Stated exercise: Can you reproduce the records below word for word, leaving out the pictures?

Recorded data:
* * * * * * *

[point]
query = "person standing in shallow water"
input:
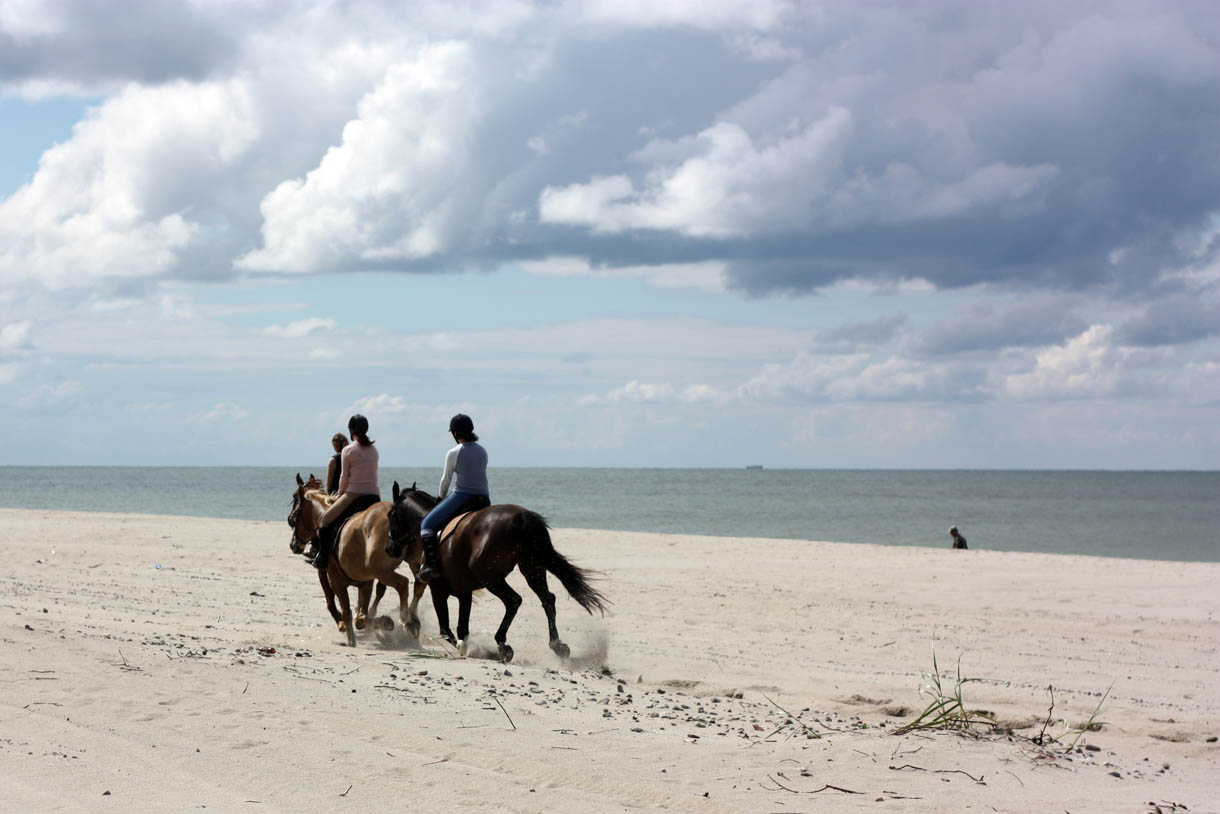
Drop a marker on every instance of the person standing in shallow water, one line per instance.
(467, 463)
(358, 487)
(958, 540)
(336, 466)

* * * * * * *

Reply:
[point]
query = "person standing in shallow water"
input:
Drop a marker on every instance of the person standing in shallow water, one line per instance.
(467, 463)
(358, 487)
(958, 540)
(336, 466)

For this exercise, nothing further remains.